Reading text
==========
Hawaii To Join California in Expanded Newborn Screening Pilot Program
Hawaii, which already mandates newborn screening for seven metabolic disorders, will begin a pilot program next month with California to test newborns for 30 additional "errors of metabolism," the Honolulu Star-Bulletin reports. California, which received a three-year, $3.9 million federal grant to conduct research on newborn screening with a new technology called tandem mass spectrometry, asked Hawaii to participate in the program "partially because of its multiethnic population," state health officials said. Christine Matsumoto, coordinator of Hawaii's Newborn Metabolic Screening Program, said that the new pilot program -- which will be offered to children born in the next ten months at a Honolulu hospital -- will allow the state "to do supplemental testing at no extra cost to families and see what this kind of screening can do and build the program accordingly." The program will also allow doctors to identify metabolic disorders before symptoms develop, she said. Metabolic disorders can lead to a number of medical problems that affect a child's development, but treatment often provides "good outcomes" with early detection, Dr. Venkataraman Balaraman, an investigator for the pilot program, said. In the program, investigators will analyze newborn tests to determine whether mass screening "would be efficient and accurate" and will compare the results of tests on Hawaii's multiethnic babies to those in California. Hawaii also will use the results to determine "how often various disorders occur" in the state and whether "there is a pattern of diseases in different ethnic groups," Balaraman said.
==========
Provided material
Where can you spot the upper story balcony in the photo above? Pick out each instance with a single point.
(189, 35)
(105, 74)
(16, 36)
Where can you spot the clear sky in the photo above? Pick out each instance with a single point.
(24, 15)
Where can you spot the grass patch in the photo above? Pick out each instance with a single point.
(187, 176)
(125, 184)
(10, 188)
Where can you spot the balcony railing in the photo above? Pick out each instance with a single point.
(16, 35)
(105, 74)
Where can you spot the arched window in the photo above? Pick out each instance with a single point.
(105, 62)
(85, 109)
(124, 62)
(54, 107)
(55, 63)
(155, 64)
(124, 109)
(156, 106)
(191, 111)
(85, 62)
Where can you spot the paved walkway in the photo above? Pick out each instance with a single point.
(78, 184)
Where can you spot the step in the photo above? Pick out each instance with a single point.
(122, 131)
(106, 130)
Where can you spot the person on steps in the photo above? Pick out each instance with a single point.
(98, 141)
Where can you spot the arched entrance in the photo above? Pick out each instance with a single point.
==========
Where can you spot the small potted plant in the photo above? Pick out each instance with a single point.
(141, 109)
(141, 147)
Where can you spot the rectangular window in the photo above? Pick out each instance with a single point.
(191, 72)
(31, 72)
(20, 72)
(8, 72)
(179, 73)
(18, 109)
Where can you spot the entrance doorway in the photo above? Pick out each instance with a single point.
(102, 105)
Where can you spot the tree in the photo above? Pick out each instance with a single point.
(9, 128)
==========
What is expected
Carry on the text about Hawaii's expanded newborn screening pilot program, starting after its final sentence.

Exercise response
Sylvia Au, genetics coordinator for the Children with Special Health Needs division of the state Department of Health and principal investigator for the pilot program, said that the new program will help doctors and the state decide "what to look for in babies and how much they are willing to pay" for newborn screening. The state currently charges parents of newborns a $27 "birthing fee," which includes screening for seven metabolic disorders, a confirmation test when required and a follow-up program. The cost with the tests for the additional 30 metabolic disorders would increase to about $40, Au said. "It's an extremely cost-effective program" that provides preventive care for newborns, Matsumoto added (Altonn, Honolulu Star-Bulletin, 2/21).